Record extracts |

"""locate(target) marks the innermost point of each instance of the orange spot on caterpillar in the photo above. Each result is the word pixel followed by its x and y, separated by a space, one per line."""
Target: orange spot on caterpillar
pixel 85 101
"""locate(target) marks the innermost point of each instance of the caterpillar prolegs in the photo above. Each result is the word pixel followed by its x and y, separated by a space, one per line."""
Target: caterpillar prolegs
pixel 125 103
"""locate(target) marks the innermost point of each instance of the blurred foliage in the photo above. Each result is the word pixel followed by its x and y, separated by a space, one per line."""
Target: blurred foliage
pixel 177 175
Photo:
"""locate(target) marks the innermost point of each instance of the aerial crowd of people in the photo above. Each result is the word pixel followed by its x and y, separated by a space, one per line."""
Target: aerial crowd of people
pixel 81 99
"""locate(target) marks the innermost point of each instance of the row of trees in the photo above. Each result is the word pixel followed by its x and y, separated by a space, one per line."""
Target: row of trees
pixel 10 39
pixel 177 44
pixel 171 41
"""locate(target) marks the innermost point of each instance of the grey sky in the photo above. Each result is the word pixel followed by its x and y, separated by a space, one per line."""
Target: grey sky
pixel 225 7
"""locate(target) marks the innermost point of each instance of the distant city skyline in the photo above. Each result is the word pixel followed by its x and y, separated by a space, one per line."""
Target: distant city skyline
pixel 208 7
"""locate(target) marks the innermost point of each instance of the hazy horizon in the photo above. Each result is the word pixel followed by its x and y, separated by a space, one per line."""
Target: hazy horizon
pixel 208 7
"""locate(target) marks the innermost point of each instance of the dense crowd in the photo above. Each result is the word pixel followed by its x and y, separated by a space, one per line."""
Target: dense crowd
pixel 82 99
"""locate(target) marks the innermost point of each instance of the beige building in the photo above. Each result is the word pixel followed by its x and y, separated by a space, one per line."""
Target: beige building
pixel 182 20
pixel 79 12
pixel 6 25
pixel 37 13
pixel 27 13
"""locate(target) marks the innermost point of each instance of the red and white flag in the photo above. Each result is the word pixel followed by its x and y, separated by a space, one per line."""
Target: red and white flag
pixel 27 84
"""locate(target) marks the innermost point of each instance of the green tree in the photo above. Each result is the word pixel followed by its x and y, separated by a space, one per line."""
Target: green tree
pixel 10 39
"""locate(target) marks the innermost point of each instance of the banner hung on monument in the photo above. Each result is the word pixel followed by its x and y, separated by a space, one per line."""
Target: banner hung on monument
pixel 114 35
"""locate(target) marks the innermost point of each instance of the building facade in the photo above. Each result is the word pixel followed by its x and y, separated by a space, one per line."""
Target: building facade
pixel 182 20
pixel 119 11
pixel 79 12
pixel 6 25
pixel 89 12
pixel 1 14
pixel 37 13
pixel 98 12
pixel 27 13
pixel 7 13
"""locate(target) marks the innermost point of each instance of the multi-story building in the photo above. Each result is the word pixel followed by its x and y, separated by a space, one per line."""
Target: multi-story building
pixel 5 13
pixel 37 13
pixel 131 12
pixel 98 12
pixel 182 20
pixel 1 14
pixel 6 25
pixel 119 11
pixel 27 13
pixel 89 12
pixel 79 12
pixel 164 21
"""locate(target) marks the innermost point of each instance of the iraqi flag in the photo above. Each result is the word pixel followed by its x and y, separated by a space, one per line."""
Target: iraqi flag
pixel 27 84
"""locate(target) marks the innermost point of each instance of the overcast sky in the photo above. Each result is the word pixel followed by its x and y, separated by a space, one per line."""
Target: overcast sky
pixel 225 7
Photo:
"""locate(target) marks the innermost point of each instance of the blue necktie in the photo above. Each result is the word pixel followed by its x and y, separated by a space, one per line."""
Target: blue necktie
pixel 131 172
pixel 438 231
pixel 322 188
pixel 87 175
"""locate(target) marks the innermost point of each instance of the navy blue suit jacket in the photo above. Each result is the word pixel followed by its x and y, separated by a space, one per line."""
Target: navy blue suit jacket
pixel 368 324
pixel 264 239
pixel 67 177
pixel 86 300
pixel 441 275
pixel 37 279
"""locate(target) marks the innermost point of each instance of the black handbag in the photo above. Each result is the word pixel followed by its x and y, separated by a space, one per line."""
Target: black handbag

Your instructions | Every record is to be repeated exactly as written.

Result |
"""locate(target) marks the innermost point of each instance of the orange spot on caterpillar in the photo above. Each result is the word pixel followed by its x and y, separated by a space, one per line."""
Target: orange spot on caterpillar
pixel 85 101
"""locate(target) marks the innermost point of each instance of the caterpillar prolegs in the photo above. Each result is the word pixel followed by its x and y, separated by a space, one per line."""
Target: caterpillar prolegs
pixel 125 103
"""locate(target) marks the innermost point of each instance of the blurred foliage in the photo above. Each result is the word pixel followed by its x and y, separated by a space, one per line."""
Target: blurred foliage
pixel 177 175
Photo:
"""locate(target) marks the innermost point of each instance of the aerial crowd of people in the photo above. Each result is the word pixel followed by its x and y, separated by a space, one per line."""
Target: aerial crowd of people
pixel 81 99
"""locate(target) marks the innermost point of each instance of the row of trees in the photo above. Each result is the word pixel followed by its x and y, separated by a space, one per line."""
Target: row of trees
pixel 10 39
pixel 177 44
pixel 171 41
"""locate(target) marks the innermost point of each instance of the grey sky in the photo above. Each result is the word pixel followed by its x and y, separated by a space, one per line."""
Target: grey sky
pixel 225 7
"""locate(target) marks the innermost point of each instance of the distant city skyline in the photo above. Each result is the word pixel followed by its x and y, separated by a space, one per line."""
Target: distant city skyline
pixel 208 7
"""locate(target) marks the innermost point of each instance of the hazy horizon in the photo above. Each result is the word pixel followed by its x and y, separated by a space, one per line."""
Target: hazy horizon
pixel 208 7
"""locate(target) marks the innermost point of each instance of the dense crowd in the photo above. Each result is the word pixel followed by its x and y, separated by a space, one per line."""
Target: dense crowd
pixel 82 99
"""locate(target) marks the innermost point of each instance of the beige building in the photo above. Each result is the word pixel followed by its x and y, separated by a space, one per line."""
Target: beige building
pixel 182 20
pixel 79 12
pixel 6 25
pixel 37 13
pixel 27 13
"""locate(target) marks the innermost point of each instance of the red and white flag in the photo above. Each result is the word pixel followed by its x and y, separated by a space, one per line."""
Target: red and white flag
pixel 27 84
"""locate(target) marks the innermost point of each instance of the green tree in the photo above. Each result is the word pixel followed by its x and y, separated by a space, one per line."""
Target: green tree
pixel 10 39
"""locate(target) marks the innermost point of each instance of the banner hung on monument in the photo above. Each result is the word pixel followed by its x and y, separated by a space, one per line."""
Target: banner hung on monument
pixel 114 35
"""locate(target) marks the innermost point of each instance of the building facade in the photo above. Each result is the word pixel followed by its x and y, separated by a space, one per line."""
Target: building facade
pixel 182 20
pixel 119 11
pixel 79 12
pixel 6 25
pixel 89 12
pixel 1 14
pixel 37 13
pixel 98 12
pixel 27 13
pixel 7 13
"""locate(target) marks the innermost point of each instance of the multi-story building in the photo above. Each result is the word pixel followed by its x and y, separated by a space, one per line."""
Target: multi-story building
pixel 5 13
pixel 37 13
pixel 131 12
pixel 98 12
pixel 182 20
pixel 1 14
pixel 6 25
pixel 119 11
pixel 27 13
pixel 89 12
pixel 79 12
pixel 164 21
"""locate(target) marks the innermost point of each instance of the iraqi flag in the photo above. Each result is the word pixel followed by its x and y, separated by a space, one per line."""
Target: iraqi flag
pixel 27 84
"""locate(target) marks the innermost point of each instance of the overcast sky in the photo above. Each result is the word pixel followed by its x and y, separated by a space, one per line."""
Target: overcast sky
pixel 225 7
Photo:
"""locate(target) marks the innermost point of each instance of the blue necktie in the photo above. Each result is the word pixel followed by its x and y, separated by a space, one per line."""
Target: blue necktie
pixel 131 172
pixel 438 231
pixel 322 188
pixel 87 175
"""locate(target) marks the innermost point of each instance of the navy blue suit jacket in the photo above. Each result is the word pixel followed by its x and y, separated by a space, one per line."""
Target: navy blue suit jacket
pixel 368 324
pixel 264 239
pixel 67 177
pixel 86 300
pixel 441 275
pixel 37 279
"""locate(target) marks the innermost point of each instance of the black handbag in the photo above. Each result is the word pixel followed by its x and y, separated by a space, one per line."""
Target: black handbag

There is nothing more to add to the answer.